**Exercise input**
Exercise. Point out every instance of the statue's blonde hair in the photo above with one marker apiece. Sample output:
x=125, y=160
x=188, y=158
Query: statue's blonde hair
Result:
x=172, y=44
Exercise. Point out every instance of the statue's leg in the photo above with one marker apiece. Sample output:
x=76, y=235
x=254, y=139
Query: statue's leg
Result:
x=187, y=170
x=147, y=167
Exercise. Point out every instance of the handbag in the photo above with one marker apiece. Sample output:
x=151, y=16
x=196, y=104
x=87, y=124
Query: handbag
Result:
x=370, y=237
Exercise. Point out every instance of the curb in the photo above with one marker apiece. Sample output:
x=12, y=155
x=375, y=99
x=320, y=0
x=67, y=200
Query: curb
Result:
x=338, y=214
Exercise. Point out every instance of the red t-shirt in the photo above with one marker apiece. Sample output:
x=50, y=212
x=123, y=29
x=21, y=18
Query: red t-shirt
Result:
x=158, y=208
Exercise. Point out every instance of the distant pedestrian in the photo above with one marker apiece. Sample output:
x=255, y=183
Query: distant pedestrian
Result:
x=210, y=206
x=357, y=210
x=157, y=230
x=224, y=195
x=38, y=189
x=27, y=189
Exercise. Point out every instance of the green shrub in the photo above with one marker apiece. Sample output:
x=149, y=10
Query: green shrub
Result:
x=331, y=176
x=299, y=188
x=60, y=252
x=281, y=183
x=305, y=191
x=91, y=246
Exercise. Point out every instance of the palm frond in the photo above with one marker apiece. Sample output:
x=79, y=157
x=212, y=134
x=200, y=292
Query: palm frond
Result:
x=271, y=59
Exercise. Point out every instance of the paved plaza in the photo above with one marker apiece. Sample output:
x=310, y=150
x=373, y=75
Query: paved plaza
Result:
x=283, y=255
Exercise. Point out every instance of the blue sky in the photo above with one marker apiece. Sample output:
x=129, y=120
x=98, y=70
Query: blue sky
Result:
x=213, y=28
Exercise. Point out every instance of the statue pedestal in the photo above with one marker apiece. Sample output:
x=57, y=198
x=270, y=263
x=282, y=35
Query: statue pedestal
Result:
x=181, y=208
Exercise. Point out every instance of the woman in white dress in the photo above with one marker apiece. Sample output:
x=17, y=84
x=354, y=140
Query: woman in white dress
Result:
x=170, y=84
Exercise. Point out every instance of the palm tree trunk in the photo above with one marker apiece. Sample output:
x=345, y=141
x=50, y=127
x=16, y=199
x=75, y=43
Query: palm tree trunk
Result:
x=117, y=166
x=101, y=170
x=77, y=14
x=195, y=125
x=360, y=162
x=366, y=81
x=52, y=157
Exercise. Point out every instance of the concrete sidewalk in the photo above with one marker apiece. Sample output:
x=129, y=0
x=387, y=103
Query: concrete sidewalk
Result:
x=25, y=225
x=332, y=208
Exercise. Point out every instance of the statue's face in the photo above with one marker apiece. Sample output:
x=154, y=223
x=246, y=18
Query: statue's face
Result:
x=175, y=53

**Exercise brief**
Every record should be repeated exactly; please leave none out.

**Solution for this problem**
Exercise. Point out every instance of the statue's blonde hair in the photo above with one marker apiece. Sample output:
x=125, y=160
x=188, y=158
Query: statue's blonde hair
Result:
x=172, y=44
Exercise. Point out every instance of the statue's leg in the photo above with one marker apiece. Sample output:
x=76, y=235
x=254, y=139
Query: statue's leg
Result:
x=187, y=170
x=147, y=167
Exercise. Point out every instance of the handbag in the photo above with one marker apiece. Sample output:
x=151, y=16
x=196, y=104
x=87, y=124
Query: handbag
Result:
x=370, y=237
Exercise. Point out every instance of the curb in the photo above with one marker apiece. Sample output:
x=12, y=155
x=375, y=99
x=320, y=0
x=67, y=200
Query: curb
Result:
x=338, y=214
Exercise. Point out every instance of the red t-shirt in the photo above with one marker apiece. Sample output:
x=50, y=212
x=123, y=29
x=21, y=18
Query: red t-shirt
Result:
x=158, y=208
Exercise. Point out every instance of the distant pedestrian in the photo above with one marker apiece. Sample output:
x=255, y=183
Query: distant pedestrian
Result:
x=210, y=206
x=357, y=210
x=157, y=230
x=224, y=195
x=38, y=189
x=27, y=189
Exercise. Point out every instance of the green shrub in the photo above with one marker apiece. Sample output:
x=149, y=10
Query: green shrub
Result:
x=331, y=176
x=299, y=188
x=60, y=252
x=281, y=183
x=305, y=191
x=91, y=246
Exercise. Point out every instance of the palm frond in the photo above with one marker apiece. Sample output:
x=79, y=157
x=212, y=134
x=200, y=292
Query: palm frond
Result:
x=271, y=59
Exercise. Point out every instance of the paved plaza in the photo above with one marker apiece. Sample output:
x=310, y=150
x=373, y=75
Query: paved plaza
Result:
x=283, y=255
Exercise. Point out every instance of the blue sky in the photo above with one marker apiece. Sample output:
x=129, y=120
x=98, y=70
Query: blue sky
Result:
x=213, y=28
Exercise. Point out every instance of the statue pedestal in the photo above with one marker apiece. Sample output:
x=57, y=198
x=270, y=263
x=282, y=35
Query: statue pedestal
Result:
x=181, y=208
Exercise. Point out every instance of the woman in white dress in the photo above with one marker apiece. Sample output:
x=17, y=84
x=354, y=140
Query: woman in white dress
Result:
x=170, y=84
Exercise. Point out every instance of the palm tree trunk in the photo above with one marker apiece. Sample output:
x=345, y=141
x=50, y=127
x=16, y=199
x=75, y=43
Query: palm tree trunk
Result:
x=117, y=166
x=101, y=170
x=77, y=14
x=195, y=125
x=360, y=162
x=366, y=81
x=52, y=157
Exercise. Point out every instance of the concrete sidewalk in the photo above with one marker apiece. Sample output:
x=129, y=0
x=387, y=103
Query: concrete sidewalk
Result:
x=25, y=225
x=332, y=208
Exercise. Point out every instance of the statue's face in the photo above with one marker apiece. Sample output:
x=154, y=223
x=246, y=18
Query: statue's face
Result:
x=175, y=53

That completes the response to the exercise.